## Problem description
Report every line in the material below that contains the word "sunset", copying each such line in full. Case counts.

## Excerpted data
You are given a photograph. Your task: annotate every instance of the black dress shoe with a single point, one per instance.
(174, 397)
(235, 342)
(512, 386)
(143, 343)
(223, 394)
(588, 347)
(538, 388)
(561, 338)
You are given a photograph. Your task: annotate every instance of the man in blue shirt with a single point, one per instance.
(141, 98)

* * *

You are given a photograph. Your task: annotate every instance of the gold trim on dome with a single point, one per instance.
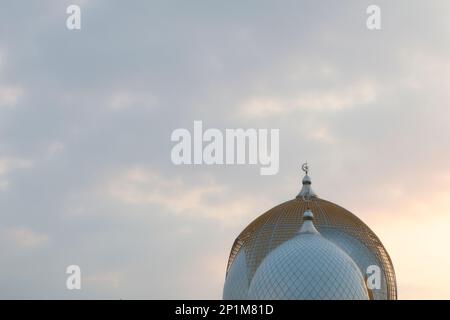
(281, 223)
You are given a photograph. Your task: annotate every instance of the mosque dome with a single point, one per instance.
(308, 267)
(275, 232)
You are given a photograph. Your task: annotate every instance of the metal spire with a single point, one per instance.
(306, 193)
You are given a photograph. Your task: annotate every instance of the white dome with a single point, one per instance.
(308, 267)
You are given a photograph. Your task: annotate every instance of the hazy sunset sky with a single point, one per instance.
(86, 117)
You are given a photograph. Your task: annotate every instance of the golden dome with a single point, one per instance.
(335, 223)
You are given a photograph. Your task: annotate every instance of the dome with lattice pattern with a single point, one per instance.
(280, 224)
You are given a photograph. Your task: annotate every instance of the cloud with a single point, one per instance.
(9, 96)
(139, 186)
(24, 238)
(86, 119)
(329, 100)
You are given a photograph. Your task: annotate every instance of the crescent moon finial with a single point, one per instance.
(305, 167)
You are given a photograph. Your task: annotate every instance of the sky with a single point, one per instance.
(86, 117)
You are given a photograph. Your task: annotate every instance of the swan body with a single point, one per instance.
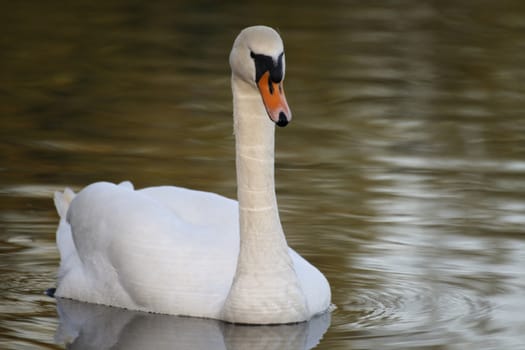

## Full response
You are given a photograph. Your task: annotate every instance of the hazy sunset sky with a single point, one per instance.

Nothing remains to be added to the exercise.